# [CONSIGNE DE TRAVAIL]
Affichez sans la moindre modification tout ce qui va de « L’histoire de la traduction permet » jusqu'à « de son avenir. » dans l'extrait sur l'histoire de la traduction.

# [EXTRAIT]
.....

La septième édition de la Traductologie de plein champ avait interrogé la nouvelle extension du mot traduction avec la montée de l’informatique et d’Internet pour remettre en question l’unité même de la traduction et de la traductologie. Assistons-nous simplement à la fin d’une époque ou, de manière plus fondamentale, l’émiettement de notre activité ne risque-t-il pas à terme de mener à sa disparition pure et simple ? Ce débat peut être éclairé à différentes sources et l’histoire de la traduction, souvent négligée dans les cursus en traductologie, peut, pensons-nous, fournir des pistes de réflexion intéressantes.

En effet, une approche historique permet d’inscrire la réflexion dans une perspective épistémologique large, dans une vision diachronique qui contextualise notre activité dans un environnement sociologique, voire anthropologique, expliquant la mouvance des concepts. L’histoire de la traduction est un prisme qui prouve « qu’il n’y a pas de réalités sans expériences et sans souvenirs » (Clas). Elle permet de situer le moment présent dans l’histoire de l’évolution des idées et des sociétés, dans le cadre de la transmission des savoirs, et constitue un observatoire privilégié des pratiques sociales et culturelles. Elle montre que la discipline est indissolublement liée à une conception du monde variable selon les époques et les latitudes.

L’histoire de la traduction permet aussi de restaurer l’unité de la discipline et de faire le départ entre le progrès réel et la simple reformulation (D’hulst), de mettre en évidence la subjectivité du traducteur (le traducteur engagé) et la labilité des dénominations et définitions, d’élargir le plan de réflexion au-delà du linguistique et de montrer la caducité des affirmations péremptoires. Elle est à la fois une cure de modestie et de jouvence, et « une entrée en traductologie en pente douce » (Ladmiral). Elle est indissociable d’une réflexion approfondie sur le présent de notre activité. Et sur l’invention nécessaire de son avenir.

.....

# [ENTRÉES FOURNIES]
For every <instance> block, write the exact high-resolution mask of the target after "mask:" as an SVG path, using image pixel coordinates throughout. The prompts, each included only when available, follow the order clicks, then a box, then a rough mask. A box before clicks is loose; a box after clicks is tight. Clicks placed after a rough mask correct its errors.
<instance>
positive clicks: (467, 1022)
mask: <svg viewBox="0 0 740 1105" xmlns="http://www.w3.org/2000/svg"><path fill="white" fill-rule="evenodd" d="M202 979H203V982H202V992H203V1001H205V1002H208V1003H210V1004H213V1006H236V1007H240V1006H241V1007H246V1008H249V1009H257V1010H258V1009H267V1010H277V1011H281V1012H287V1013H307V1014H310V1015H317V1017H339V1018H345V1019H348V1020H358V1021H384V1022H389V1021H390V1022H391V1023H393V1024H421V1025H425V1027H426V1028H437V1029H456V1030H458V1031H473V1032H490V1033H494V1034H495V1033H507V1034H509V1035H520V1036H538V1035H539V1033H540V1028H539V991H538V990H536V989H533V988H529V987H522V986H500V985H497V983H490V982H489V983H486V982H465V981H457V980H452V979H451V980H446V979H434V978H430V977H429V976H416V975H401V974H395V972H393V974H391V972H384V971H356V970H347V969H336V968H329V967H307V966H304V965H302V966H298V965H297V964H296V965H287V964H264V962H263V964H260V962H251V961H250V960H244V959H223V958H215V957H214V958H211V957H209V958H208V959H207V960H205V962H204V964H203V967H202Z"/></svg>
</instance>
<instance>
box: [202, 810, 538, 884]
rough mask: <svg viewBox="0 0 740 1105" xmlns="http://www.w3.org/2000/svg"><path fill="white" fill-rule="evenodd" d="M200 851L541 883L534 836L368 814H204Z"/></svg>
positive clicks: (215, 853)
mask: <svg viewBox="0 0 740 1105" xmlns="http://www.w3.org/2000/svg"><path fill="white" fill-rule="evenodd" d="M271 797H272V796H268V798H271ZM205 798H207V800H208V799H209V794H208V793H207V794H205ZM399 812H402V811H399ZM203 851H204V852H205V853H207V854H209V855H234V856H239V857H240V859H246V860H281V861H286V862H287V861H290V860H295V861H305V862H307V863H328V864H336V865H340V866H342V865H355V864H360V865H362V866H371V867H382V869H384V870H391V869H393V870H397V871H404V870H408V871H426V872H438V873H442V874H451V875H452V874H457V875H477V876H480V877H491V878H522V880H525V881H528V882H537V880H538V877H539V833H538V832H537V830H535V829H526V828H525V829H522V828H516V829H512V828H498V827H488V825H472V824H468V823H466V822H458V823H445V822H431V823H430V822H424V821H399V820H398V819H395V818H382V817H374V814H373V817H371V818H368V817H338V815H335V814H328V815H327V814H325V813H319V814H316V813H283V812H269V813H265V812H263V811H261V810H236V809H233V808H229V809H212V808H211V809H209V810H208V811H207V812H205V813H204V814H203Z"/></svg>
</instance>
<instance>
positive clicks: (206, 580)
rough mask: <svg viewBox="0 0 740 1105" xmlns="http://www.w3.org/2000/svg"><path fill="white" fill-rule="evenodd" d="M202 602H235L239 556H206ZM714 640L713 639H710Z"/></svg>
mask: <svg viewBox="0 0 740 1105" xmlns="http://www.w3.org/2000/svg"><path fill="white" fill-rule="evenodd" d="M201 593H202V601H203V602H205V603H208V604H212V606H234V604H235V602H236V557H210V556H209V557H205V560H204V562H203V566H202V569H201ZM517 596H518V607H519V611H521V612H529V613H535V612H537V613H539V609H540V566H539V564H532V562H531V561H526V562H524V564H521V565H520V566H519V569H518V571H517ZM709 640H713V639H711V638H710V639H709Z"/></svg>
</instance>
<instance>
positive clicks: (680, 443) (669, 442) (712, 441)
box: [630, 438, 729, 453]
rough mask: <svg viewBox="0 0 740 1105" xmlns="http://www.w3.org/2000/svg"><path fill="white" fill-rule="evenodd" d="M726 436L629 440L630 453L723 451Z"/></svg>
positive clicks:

.....

# [RÉSULTAT OBTENU]
L’histoire de la traduction permet aussi de restaurer l’unité de la discipline et de faire le départ entre le progrès réel et la simple reformulation (D’hulst), de mettre en évidence la subjectivité du traducteur (le traducteur engagé) et la labilité des dénominations et définitions, d’élargir le plan de réflexion au-delà du linguistique et de montrer la caducité des affirmations péremptoires. Elle est à la fois une cure de modestie et de jouvence, et « une entrée en traductologie en pente douce » (Ladmiral). Elle est indissociable d’une réflexion approfondie sur le présent de notre activité. Et sur l’invention nécessaire de son avenir.